Items listed in a dataset:
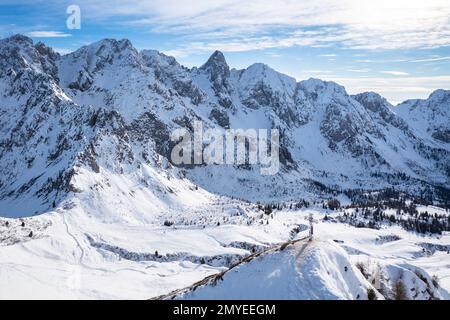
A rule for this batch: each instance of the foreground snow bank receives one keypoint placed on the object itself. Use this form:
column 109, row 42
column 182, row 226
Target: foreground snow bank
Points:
column 317, row 270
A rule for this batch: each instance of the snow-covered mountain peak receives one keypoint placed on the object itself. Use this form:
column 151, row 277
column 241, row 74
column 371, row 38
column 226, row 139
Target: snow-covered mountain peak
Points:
column 326, row 89
column 216, row 60
column 260, row 73
column 217, row 68
column 18, row 53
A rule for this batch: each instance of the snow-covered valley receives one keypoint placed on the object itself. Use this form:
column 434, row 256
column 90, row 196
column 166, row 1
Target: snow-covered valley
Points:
column 91, row 205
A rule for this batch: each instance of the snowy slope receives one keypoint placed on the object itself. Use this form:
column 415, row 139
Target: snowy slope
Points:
column 84, row 146
column 317, row 272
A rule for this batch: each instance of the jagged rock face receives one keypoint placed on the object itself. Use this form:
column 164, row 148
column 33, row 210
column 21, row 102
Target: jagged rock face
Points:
column 430, row 116
column 107, row 109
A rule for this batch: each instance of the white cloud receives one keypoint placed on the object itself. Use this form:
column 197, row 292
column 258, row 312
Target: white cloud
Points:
column 48, row 34
column 358, row 70
column 360, row 24
column 395, row 73
column 431, row 59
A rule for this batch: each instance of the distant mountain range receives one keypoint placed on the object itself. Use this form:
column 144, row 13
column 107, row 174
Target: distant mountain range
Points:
column 97, row 122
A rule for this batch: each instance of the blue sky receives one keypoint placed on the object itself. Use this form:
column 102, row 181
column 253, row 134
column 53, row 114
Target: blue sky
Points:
column 400, row 48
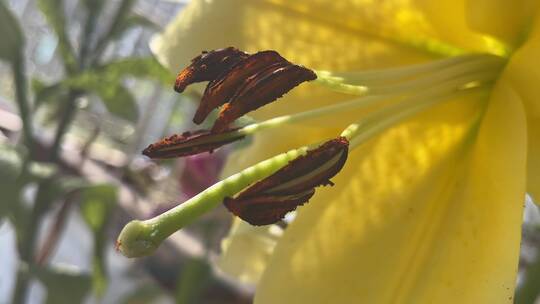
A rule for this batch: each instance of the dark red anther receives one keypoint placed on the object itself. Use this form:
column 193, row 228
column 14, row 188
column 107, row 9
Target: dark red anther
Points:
column 191, row 143
column 220, row 90
column 268, row 200
column 266, row 210
column 262, row 88
column 208, row 66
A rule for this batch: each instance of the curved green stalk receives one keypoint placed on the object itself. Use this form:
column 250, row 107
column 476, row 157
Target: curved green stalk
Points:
column 140, row 238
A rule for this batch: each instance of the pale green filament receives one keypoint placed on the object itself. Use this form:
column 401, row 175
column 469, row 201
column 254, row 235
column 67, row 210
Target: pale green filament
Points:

What you need to do:
Your reply should be nothing but the lines from the one containing "A rule for this batch: each instance of the pale" through the last line above, copied exactly; please include both ends.

Final answer:
A rule for this batch: each instance of the pale green filament receives one keypoint placed on the object itself. Use this form:
column 401, row 175
column 469, row 201
column 254, row 235
column 67, row 210
Target: pale green filament
Points:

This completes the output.